Compute the snapshot drift and diffusion#
We’ll call the operations using the functions built into the model class. This will pass the data stored in the model.adata object through the functions. These can also be called independently on a different adata object through the sdq.tl. part of the API.
[4]:
model.drift()
model.diffusion()
- [INFO] | Added: adata.obsm['X_drift']
- [INFO] | Added: adata.obsm['drift']
- [INFO] | Added: adata.obsm['X_diffusion']
- [INFO] | Added: adata.obsm['diffusion']
Smooth the data using kNN
[5]:
smoother = sdq.tl.kNNSmoothing(model.adata)
model.adata.obs["smooth.diffusion"] = smoother("diffusion")
df_inspect = model.adata.obs[["diffusion", "smooth.diffusion"]]
df_inspect.min(), df_inspect.max()
[5]:
(diffusion 0.202671
smooth.diffusion 0.264766
dtype: float32,
diffusion 99.265465
smooth.diffusion 45.804302
dtype: float32)

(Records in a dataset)
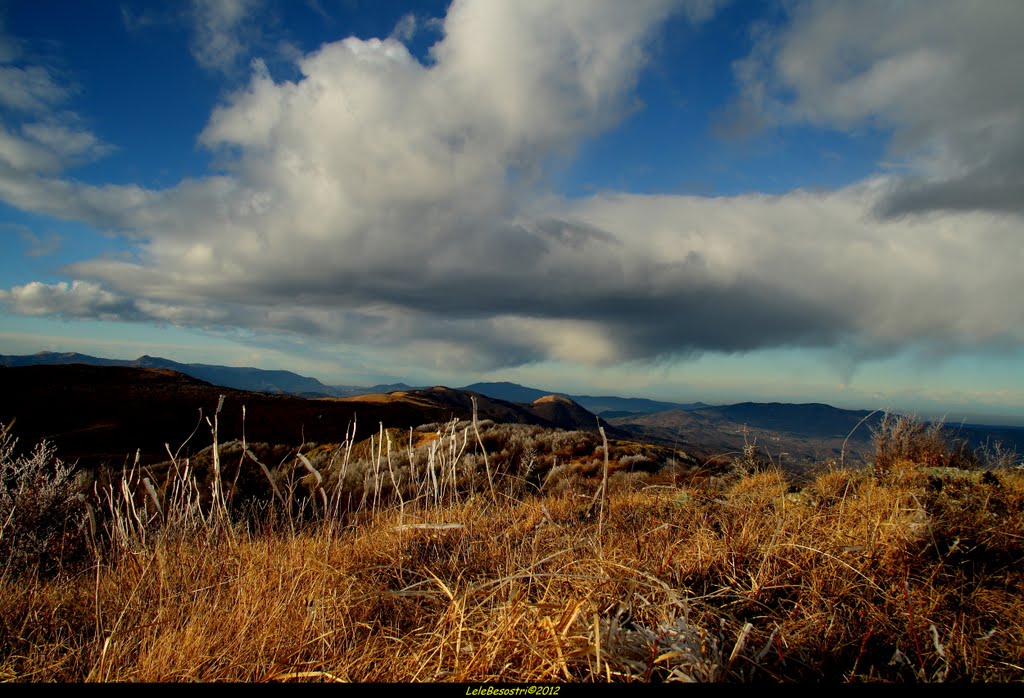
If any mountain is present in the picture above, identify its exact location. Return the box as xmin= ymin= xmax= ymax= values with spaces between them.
xmin=608 ymin=402 xmax=1024 ymax=471
xmin=0 ymin=362 xmax=606 ymax=466
xmin=462 ymin=382 xmax=708 ymax=417
xmin=0 ymin=351 xmax=346 ymax=397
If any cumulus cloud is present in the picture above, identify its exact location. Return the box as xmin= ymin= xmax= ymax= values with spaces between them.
xmin=190 ymin=0 xmax=262 ymax=73
xmin=0 ymin=25 xmax=112 ymax=178
xmin=736 ymin=0 xmax=1024 ymax=215
xmin=0 ymin=0 xmax=1024 ymax=368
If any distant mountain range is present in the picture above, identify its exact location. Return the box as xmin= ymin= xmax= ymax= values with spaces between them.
xmin=0 ymin=362 xmax=629 ymax=465
xmin=0 ymin=352 xmax=1024 ymax=468
xmin=0 ymin=351 xmax=708 ymax=418
xmin=463 ymin=382 xmax=709 ymax=419
xmin=0 ymin=351 xmax=411 ymax=397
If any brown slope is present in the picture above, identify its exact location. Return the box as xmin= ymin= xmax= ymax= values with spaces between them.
xmin=529 ymin=395 xmax=617 ymax=432
xmin=0 ymin=364 xmax=602 ymax=466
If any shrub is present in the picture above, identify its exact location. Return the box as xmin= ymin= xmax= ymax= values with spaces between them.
xmin=871 ymin=412 xmax=951 ymax=477
xmin=0 ymin=425 xmax=88 ymax=575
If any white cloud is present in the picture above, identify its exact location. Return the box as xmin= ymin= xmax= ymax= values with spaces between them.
xmin=0 ymin=0 xmax=1024 ymax=378
xmin=191 ymin=0 xmax=263 ymax=73
xmin=0 ymin=66 xmax=74 ymax=113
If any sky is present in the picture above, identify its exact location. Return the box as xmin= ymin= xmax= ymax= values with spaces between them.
xmin=0 ymin=0 xmax=1024 ymax=424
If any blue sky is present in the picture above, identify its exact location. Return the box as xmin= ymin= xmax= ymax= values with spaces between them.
xmin=0 ymin=0 xmax=1024 ymax=423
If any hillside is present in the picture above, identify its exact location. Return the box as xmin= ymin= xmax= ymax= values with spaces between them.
xmin=0 ymin=364 xmax=625 ymax=465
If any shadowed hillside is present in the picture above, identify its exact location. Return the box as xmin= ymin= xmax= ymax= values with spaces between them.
xmin=0 ymin=364 xmax=617 ymax=465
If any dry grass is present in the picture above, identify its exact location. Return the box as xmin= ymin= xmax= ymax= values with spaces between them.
xmin=0 ymin=413 xmax=1024 ymax=683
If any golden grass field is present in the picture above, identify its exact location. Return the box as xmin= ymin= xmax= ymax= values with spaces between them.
xmin=0 ymin=407 xmax=1024 ymax=683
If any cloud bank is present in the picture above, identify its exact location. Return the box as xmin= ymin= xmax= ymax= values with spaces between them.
xmin=736 ymin=0 xmax=1024 ymax=216
xmin=0 ymin=0 xmax=1024 ymax=369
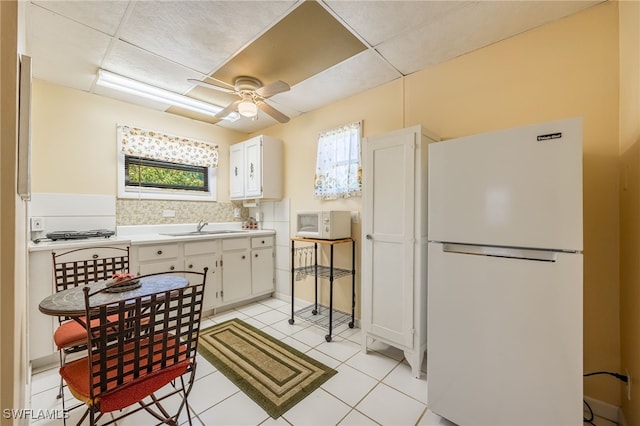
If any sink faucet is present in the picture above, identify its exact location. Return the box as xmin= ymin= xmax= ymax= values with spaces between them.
xmin=197 ymin=220 xmax=208 ymax=232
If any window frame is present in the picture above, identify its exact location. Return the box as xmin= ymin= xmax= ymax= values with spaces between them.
xmin=118 ymin=150 xmax=217 ymax=201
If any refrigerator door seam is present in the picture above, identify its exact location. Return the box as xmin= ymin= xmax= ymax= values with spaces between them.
xmin=442 ymin=243 xmax=577 ymax=262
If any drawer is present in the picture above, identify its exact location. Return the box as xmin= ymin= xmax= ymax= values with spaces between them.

▸ **GIVEN REQUEST 1**
List every key that the drift and diffusion passage reports as added to adata.obsm.
▸ **GIVEN REQUEST 2**
Reproduce the drift and diffusion passage verbatim from "Compute the snapshot" to "model.diffusion()".
▸ **GIVEN REQUEST 3**
Answer these questions from the drift and diffusion passage:
(a) Which object's stored data is passed through the functions built into the model class?
(b) Which class from sdq.tl performs the kNN smoothing?
(c) What maximum value is reported for smooth.diffusion?

▸ **EXERCISE OUTPUT 1**
X_drift
drift
X_diffusion
diffusion

▸ **EXERCISE OUTPUT 2**
Compute the snapshot drift and diffusion#
We’ll call the operations using the functions built into the model class. This will pass the data stored in the model.adata object through the functions. These can also be called independently on a different adata object through the sdq.tl. part of the API.
[4]:
model.drift()
model.diffusion()

▸ **EXERCISE OUTPUT 3**
(a) model.adata
(b) kNNSmoothing
(c) 45.804302